→ Direction 1: From the chapter on assessments and grading below, list the activities named as usable for assessment beyond tests, papers, or lab exercises.
→ Direction 2: According to the chapter on assessments and grading below, which Canvas tool offers options for blind peer review?

## START Text excerpt

Online Teaching and Learning (Chapters)

Chapter 9: Assessments and Grading

Assessments and Grading

The most effective way to ensure that online students get the feedback they need to stay on track is through an assessment plan that includes both formative and summative assessments.

Formative Assessment

There are two main purposes of formative assessment

  • to help students see what they know and don’t know and to fill in the gaps in their understanding, and 
  • to help instructors see both individual gaps and patterns of misunderstanding across the course to provide timely support.

It’s assessment for learning instead of assessment of learning

In an online course, it’s especially important for students to get frequent feedback on how they’re doing and formative assessment can fill that need. Examples of basic formative assessments include classroom assessment techniques (CATs) such as muddiest point or one-sentence summary activities.

Online courses lend themselves nicely to the use of automatically-graded “knowledge checks.”  After completing one, students can quickly receive feedback based on the answers they chose in a multiple-choice section or compare their answers to those of an expert in a short essay section.

Another option for formative assessment is to break a larger, summative assessment into smaller pieces that can be turned in throughout the semester. This allows you to catch and address misconceptions, challenge students’ early analyses, and provide the opportunity for them to revise and resubmit the individual pieces as a unified whole at the end of the semester or unit.

An often overlooked option for formative assessment is peer review and feedback. When adequately scaffolded, peer review and critique can be a learning activity for both the student giving and the student receiving the peer review. The Assignments tool in Canvas provides options for blind peer review, or you can set up a small group discussion where students post their thoughts, explanations, or examples and then provide feedback to the person posting immediately above them.

Summative Assessment

In contrast to formative assessment, summative assessment is designed to provide evidence of how well students have achieved a learning outcome or otherwise gained skills or knowledge throughout the course.

It is the assessment of learning, in contrast with the assessment for learning provided by formative assessment.

Although the assessment methods that often first come to mind are tests, papers, or lab exercises, many other activities can be used for assessment, including portfolios, discussion forums, concept maps, diagrams, and presentations. You can also use assessment methods in a variety of different ways. For example, multiple-choice test items can be developed to draw attention to contextual factors in an authentic case. In the same way, artificial and minimally contextualized cases can be used to identify who, what, when, and where without asking students to work with holistic, complex problems. Click on the headings below to see more about different types of assessments.

While it’s easy to incorporate media into Assessments and Discussions, you need to keep in mind that not all online students will have the ability to easily create and upload media. Planning ahead with an alternate activity for students with technology and internet access limitations will make it much easier when the need arises.

Rubrics

Rubrics are defined as “a guide listing specific criteria for grading or scoring academic papers, projects, or tests.” They act as both assessment tools for faculty and learning tools for students, and they can ease anxiety about the grading process for both parties. Creating rubrics does require a substantial time investment upfront, but this process will result in reduced time spent grading or explaining assignment criteria down the road.

Research indicates that rubrics:

  • Encourage students to think critically by linking assignments with learning objectives.
  • Increase transparency and consistency in grading by helping to normalize the work of multiple graders, such as across multiple sections of a course or with TAs sharing grading tasks in large courses.

## END Text excerpt
## START Items

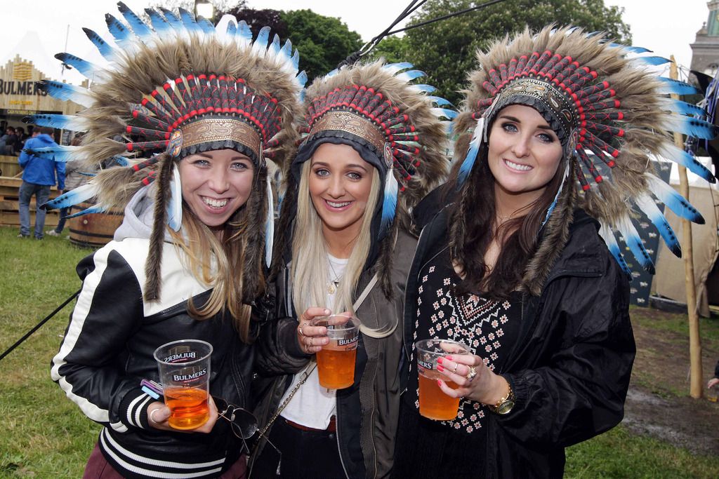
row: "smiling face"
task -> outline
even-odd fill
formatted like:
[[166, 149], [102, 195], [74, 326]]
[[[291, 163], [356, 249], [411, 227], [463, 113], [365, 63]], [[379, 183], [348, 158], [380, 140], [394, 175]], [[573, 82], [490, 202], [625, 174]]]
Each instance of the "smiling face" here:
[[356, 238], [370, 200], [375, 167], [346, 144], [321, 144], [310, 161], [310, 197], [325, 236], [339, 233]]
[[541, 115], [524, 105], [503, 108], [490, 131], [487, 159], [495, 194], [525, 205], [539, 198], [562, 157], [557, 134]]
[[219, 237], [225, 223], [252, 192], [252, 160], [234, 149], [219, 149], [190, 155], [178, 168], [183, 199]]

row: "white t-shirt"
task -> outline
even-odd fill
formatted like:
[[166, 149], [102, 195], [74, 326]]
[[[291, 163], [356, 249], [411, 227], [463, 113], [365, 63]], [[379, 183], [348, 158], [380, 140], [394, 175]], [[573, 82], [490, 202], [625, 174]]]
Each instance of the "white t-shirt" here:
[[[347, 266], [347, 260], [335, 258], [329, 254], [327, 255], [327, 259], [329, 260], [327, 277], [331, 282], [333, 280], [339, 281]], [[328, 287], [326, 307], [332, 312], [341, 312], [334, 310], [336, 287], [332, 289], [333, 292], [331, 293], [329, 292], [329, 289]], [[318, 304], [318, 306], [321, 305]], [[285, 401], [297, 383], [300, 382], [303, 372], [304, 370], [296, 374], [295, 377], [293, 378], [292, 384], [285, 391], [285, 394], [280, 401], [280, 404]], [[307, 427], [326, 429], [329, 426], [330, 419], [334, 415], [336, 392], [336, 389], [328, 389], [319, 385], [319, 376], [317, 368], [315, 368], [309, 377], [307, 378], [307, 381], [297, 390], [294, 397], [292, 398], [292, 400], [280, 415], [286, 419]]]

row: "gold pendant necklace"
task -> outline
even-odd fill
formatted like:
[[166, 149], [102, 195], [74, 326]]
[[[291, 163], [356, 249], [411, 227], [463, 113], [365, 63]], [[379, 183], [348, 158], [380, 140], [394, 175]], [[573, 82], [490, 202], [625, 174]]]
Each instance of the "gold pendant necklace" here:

## END Items

→ Written solution 1:
- Portfolios
- Discussion forums
- Concept maps
- Diagrams
- Presentations

→ Written solution 2: The Assignments tool.